# [Tasks to carry out]
1: Copy word for word the part of the lipoprotein text that opens with the words containing "APO = apolipoprotein;" and closes with "remains incompletely understood.".
2: Continue the lipoprotein text with the next part after its final sentence.

# [Text]
* * *

APO = apolipoprotein; HDL = high-density lipoprotein; IDL = intermediate-density lipoprotein; VLDL = very low-density lipoprotein.
Apolipoproteins have four major roles: (1) assembly and secretion of the lipoprotein (apo A-I, B100, and B48), (2) structural integrity of the lipoprotein (apo B, E, A-I, and A-II), (3) coactivators or inhibitors of enzymes (apo A-I, A-V, C-I, C-II, and C-III), and (4) binding or docking to specific receptors and proteins for cellular uptake of the entire particle or selective uptake of a lipid component (apo A-I, B100, and E) (Table 45-2). The role of several apolipoproteins (A-IV, A-V, D, H, J, L, and M) remains incompletely understood.
Many proteins regulate the synthesis, secretion, and metabolic fate of lipoproteins; their characterization has provided insight into molecular cellular physiology and targets for drug development (Table 45-3). Discovery of the LDL receptor (LDL-R) represented a landmark in understanding cholesterol metabolism and receptor-mediated endocytosis.4 LDL-R regulates the entry of cholesterol into cells, and tight control mechanisms alter its expression on the cell surface, depending on need. LDL-R belongs to a superfamily of membrane receptors that includes LDL-R, VLDL-R, LDL-R–mediated peptide type 1 (LRP1; apo E receptor), LRP1B, LRP4 (MGEF7), LRP5 and LRP6 (involved in the process of bone formation), LRP8 (apo E receptor-2), and LRP9.5 LRP1, which mediates the uptake of chylomicron remnants and VLDL, preferentially recognizes apo E. LPR1 also interacts with hepatic lipase. The interaction between hepatocytes and the various lipoproteins containing apo E is complex and involves cell surface proteoglycans that provide scaffolding for lipolytic enzymes (lipoprotein lipase [LPL] and hepatic lipase) involved in recognition of remnant lipoproteins. Macrophages express receptors that bind modified (especially oxidized) lipoproteins. These scavenger lipoprotein receptors mediate the uptake of oxidatively modified LDL into macrophages. In contrast to the exquisitely regulated LDL-R, high cellular cholesterol content does not suppress scavenger receptors, thereby enabling intimal macrophages to accumulate abundant cholesterol, become foam cells, and form fatty streaks. Sterol accumulation in the endoplasmic reticulum may lead to cell apoptosis via the unfolded protein response.6 Endothelial cells can also take up modified lipoproteins through a specific receptor, such as the oxidized LDL-R LOX-1.

* * *

# [Material supplied]

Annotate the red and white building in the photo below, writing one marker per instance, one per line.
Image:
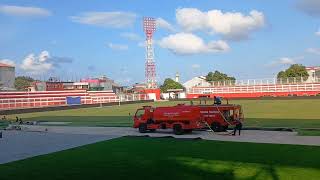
(199, 87)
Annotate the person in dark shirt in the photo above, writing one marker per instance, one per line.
(238, 127)
(217, 100)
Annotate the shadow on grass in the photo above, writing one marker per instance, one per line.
(115, 121)
(149, 158)
(282, 122)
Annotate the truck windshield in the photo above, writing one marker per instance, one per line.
(139, 112)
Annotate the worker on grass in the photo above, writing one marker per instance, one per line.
(238, 127)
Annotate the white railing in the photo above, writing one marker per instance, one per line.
(265, 81)
(20, 103)
(256, 88)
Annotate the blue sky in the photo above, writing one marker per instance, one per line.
(247, 39)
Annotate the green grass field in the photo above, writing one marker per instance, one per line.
(160, 158)
(301, 113)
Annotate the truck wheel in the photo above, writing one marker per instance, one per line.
(177, 129)
(143, 128)
(188, 130)
(216, 127)
(224, 128)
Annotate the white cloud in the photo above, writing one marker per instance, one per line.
(310, 7)
(161, 23)
(195, 66)
(187, 43)
(118, 46)
(131, 36)
(142, 44)
(286, 61)
(8, 62)
(232, 25)
(24, 11)
(37, 65)
(106, 19)
(314, 50)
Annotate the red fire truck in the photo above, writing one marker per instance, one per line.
(185, 118)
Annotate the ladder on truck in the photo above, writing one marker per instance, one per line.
(207, 125)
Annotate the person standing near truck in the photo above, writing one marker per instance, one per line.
(238, 126)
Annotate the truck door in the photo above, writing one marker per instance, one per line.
(139, 114)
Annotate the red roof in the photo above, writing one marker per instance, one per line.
(5, 65)
(313, 68)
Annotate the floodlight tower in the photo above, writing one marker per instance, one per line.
(149, 27)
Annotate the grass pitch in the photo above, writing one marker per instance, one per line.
(293, 113)
(163, 158)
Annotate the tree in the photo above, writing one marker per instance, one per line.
(218, 76)
(170, 84)
(22, 82)
(295, 70)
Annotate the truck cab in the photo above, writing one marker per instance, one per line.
(220, 117)
(142, 115)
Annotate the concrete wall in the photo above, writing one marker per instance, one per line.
(57, 108)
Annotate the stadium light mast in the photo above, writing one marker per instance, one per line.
(149, 27)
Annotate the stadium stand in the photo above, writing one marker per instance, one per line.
(253, 91)
(19, 100)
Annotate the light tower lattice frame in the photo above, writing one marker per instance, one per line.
(149, 27)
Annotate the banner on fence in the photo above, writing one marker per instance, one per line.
(73, 100)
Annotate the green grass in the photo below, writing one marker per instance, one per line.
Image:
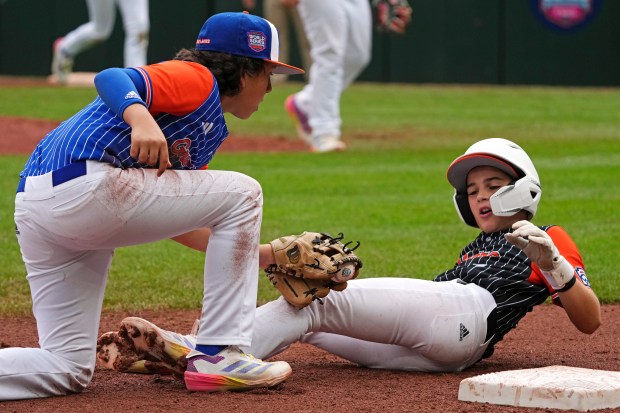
(389, 190)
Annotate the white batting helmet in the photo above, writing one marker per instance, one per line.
(522, 194)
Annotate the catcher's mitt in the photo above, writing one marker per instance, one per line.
(391, 16)
(300, 292)
(315, 255)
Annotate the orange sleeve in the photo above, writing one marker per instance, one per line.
(568, 249)
(178, 87)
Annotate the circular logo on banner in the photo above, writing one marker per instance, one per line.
(566, 15)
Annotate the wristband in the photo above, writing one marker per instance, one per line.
(568, 285)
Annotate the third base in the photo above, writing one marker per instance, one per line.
(557, 387)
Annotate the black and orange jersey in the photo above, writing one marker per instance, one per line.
(515, 282)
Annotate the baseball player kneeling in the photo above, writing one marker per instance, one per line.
(454, 321)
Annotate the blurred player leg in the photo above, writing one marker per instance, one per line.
(135, 14)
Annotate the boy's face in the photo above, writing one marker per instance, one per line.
(482, 182)
(253, 90)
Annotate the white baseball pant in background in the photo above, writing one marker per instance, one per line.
(387, 323)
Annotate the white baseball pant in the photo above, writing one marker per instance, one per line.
(102, 14)
(387, 323)
(68, 233)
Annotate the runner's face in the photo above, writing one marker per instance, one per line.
(253, 90)
(482, 182)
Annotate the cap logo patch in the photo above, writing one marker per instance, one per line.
(257, 41)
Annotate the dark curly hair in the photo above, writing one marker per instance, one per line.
(227, 69)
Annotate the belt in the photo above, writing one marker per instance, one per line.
(491, 324)
(60, 176)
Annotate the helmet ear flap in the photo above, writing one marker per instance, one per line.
(462, 207)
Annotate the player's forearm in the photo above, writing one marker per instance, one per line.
(582, 307)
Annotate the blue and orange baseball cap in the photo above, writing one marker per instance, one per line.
(244, 34)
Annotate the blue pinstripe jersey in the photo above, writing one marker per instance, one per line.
(97, 133)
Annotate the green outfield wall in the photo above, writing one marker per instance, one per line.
(449, 41)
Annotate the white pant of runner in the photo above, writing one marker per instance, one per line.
(68, 233)
(102, 13)
(388, 323)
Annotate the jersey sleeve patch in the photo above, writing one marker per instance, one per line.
(581, 274)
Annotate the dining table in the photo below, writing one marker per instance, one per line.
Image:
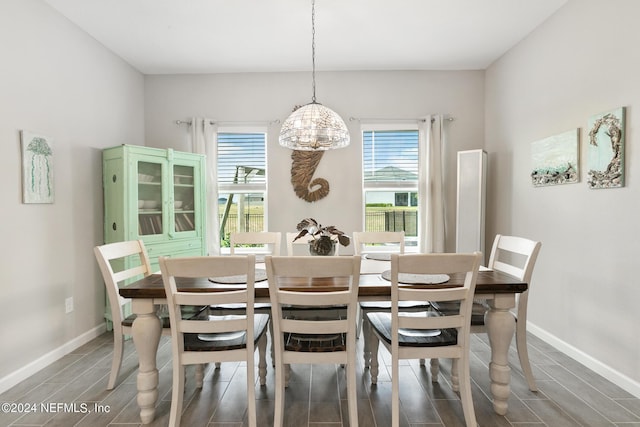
(497, 288)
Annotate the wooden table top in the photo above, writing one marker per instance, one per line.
(371, 285)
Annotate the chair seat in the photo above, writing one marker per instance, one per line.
(226, 341)
(315, 343)
(478, 310)
(381, 323)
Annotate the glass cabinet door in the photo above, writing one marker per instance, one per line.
(150, 218)
(183, 198)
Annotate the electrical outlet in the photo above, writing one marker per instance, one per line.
(68, 305)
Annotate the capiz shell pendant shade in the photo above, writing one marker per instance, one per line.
(314, 127)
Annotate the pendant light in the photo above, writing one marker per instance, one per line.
(313, 126)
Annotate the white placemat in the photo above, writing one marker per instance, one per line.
(261, 275)
(415, 279)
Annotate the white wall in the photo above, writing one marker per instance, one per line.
(265, 97)
(56, 80)
(583, 61)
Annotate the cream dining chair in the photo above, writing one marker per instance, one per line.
(213, 338)
(379, 245)
(259, 243)
(427, 334)
(112, 258)
(313, 340)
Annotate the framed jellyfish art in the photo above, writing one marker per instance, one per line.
(605, 152)
(37, 168)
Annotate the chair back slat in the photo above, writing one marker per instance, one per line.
(207, 338)
(429, 323)
(315, 299)
(215, 325)
(197, 298)
(514, 255)
(313, 326)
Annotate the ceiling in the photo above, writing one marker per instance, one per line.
(223, 36)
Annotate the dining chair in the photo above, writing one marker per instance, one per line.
(379, 245)
(259, 243)
(313, 282)
(517, 257)
(120, 262)
(213, 338)
(428, 334)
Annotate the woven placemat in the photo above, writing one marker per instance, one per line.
(261, 275)
(378, 257)
(417, 279)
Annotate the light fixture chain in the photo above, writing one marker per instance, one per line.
(313, 49)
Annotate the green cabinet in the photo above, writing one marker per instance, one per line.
(157, 195)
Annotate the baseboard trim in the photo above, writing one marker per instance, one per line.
(30, 369)
(616, 377)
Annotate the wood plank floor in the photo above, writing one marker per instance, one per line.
(570, 394)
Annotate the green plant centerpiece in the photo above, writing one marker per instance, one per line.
(324, 238)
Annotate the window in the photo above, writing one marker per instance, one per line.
(241, 182)
(390, 181)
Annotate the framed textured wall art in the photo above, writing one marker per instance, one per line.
(37, 168)
(554, 160)
(605, 150)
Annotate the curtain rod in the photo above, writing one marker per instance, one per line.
(368, 119)
(213, 122)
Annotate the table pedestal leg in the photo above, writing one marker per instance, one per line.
(146, 331)
(500, 327)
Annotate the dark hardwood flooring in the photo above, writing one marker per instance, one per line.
(570, 394)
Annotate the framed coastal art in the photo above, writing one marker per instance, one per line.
(605, 149)
(554, 160)
(37, 168)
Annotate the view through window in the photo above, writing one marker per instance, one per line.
(390, 181)
(241, 183)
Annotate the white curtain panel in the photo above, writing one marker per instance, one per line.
(432, 230)
(204, 140)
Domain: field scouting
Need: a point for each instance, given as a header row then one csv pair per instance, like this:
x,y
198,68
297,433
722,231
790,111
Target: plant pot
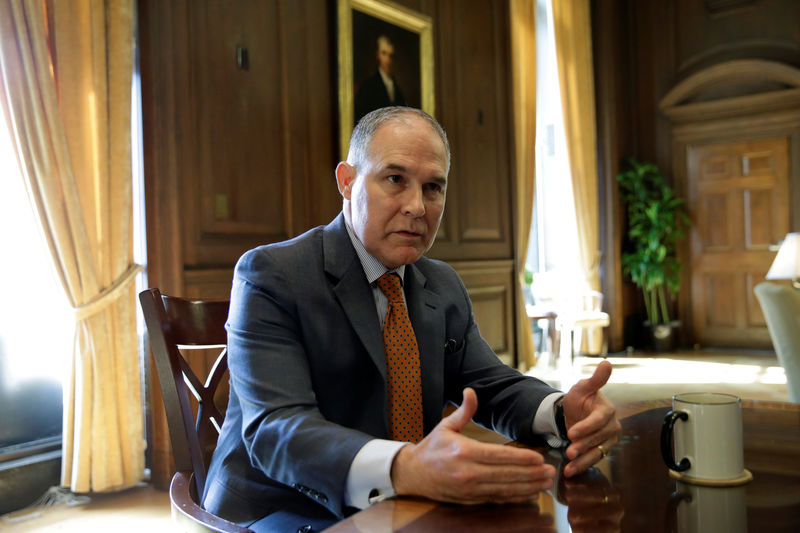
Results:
x,y
663,337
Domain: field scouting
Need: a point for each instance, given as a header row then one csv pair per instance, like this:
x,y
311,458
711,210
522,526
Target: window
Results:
x,y
36,324
553,242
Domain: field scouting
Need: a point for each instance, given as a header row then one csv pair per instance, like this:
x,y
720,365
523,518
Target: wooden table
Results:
x,y
631,491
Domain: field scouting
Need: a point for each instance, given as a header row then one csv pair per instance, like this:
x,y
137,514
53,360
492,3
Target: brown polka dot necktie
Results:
x,y
403,376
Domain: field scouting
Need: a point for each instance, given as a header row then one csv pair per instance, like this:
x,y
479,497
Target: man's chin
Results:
x,y
402,257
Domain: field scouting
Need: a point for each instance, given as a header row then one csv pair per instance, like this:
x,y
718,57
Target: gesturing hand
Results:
x,y
447,466
591,421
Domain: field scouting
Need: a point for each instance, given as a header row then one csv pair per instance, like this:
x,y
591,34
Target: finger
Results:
x,y
584,460
508,474
607,437
599,418
461,416
500,454
498,492
596,381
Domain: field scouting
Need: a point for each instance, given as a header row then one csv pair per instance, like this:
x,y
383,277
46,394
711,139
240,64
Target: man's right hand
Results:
x,y
447,466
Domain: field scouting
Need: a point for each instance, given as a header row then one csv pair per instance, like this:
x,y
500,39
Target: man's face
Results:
x,y
385,55
395,201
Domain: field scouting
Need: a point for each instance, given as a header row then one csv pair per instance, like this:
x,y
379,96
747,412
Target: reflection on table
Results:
x,y
631,491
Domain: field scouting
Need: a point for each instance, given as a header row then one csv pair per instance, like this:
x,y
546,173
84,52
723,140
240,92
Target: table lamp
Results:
x,y
787,263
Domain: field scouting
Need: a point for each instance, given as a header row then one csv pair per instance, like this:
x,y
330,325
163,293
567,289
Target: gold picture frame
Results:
x,y
360,24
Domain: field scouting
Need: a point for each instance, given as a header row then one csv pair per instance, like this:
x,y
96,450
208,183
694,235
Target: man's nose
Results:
x,y
414,202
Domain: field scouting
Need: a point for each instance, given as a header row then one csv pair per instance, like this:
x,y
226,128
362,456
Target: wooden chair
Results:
x,y
174,323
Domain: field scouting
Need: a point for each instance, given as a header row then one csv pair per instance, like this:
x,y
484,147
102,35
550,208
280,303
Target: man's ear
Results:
x,y
345,175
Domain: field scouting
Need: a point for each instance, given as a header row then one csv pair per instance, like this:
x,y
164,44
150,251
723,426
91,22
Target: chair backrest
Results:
x,y
781,307
173,324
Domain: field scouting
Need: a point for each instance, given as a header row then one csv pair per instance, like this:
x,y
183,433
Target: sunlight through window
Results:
x,y
36,325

* * *

# [Outputs by task]
1:
APO = apolipoprotein; HDL = high-density lipoprotein; IDL = intermediate-density lipoprotein; VLDL = very low-density lipoprotein.
Apolipoproteins have four major roles: (1) assembly and secretion of the lipoprotein (apo A-I, B100, and B48), (2) structural integrity of the lipoprotein (apo B, E, A-I, and A-II), (3) coactivators or inhibitors of enzymes (apo A-I, A-V, C-I, C-II, and C-III), and (4) binding or docking to specific receptors and proteins for cellular uptake of the entire particle or selective uptake of a lipid component (apo A-I, B100, and E) (Table 45-2). The role of several apolipoproteins (A-IV, A-V, D, H, J, L, and M) remains incompletely understood.

2:
At least three physiologically relevant receptors bind HDL particles: the scavenger receptor class B (SR-B1) and the adenosine triphosphate (ATP)-binding cassette transporters A1 (ABCA1) and G1 (ABCG1). SR-B1 is a receptor for HDL (also for LDL and VLDL, but with less affinity). SR-B1 mediates the selective uptake of HDL cholesteryl esters in steroidogenic tissues, hepatocytes, and endothelium. ABCA1 mediates cellular phospholipid (and possibly cholesterol) efflux and is necessary and essential for HDL biogenesis. The ABCG1 transporter transfers cellular cholesterol to spherical HDL particles.
Lipoprotein Metabolism and Transport
The lipoprotein transport system has two major roles: efficient transport of triglycerides from the intestine and liver to sites of utilization (fat tissue or muscle), and transport of cholesterol to peripheral tissues for membrane synthesis and steroid hormone production or to the liver for bile acid synthesis (Fig. 45-4).
Intestinal Pathway (Chylomicrons to Chylomicron Remnants)
Life requires fats. The human body derives essential fatty acids (linoleic acid, from which arachidonic acid is derived, and linolenic acid, which leads to the formation of eicosapentaenoic acid) that it cannot make from the diet. Fat typically furnishes 20% to 40% of daily calories. Triglycerides account for the major portion of ingested fats. For an individual consuming 2000 kcal/day, with 30% in the form of fat, this represents approximately 66 g of triglycerides and 250 mg (0.250 g) of cholesterol per day. The intestine has very efficient fat absorption mechanisms, probably evolved to maximize provision of the organism with nutrients under circumstances of limited or irregular availability of food.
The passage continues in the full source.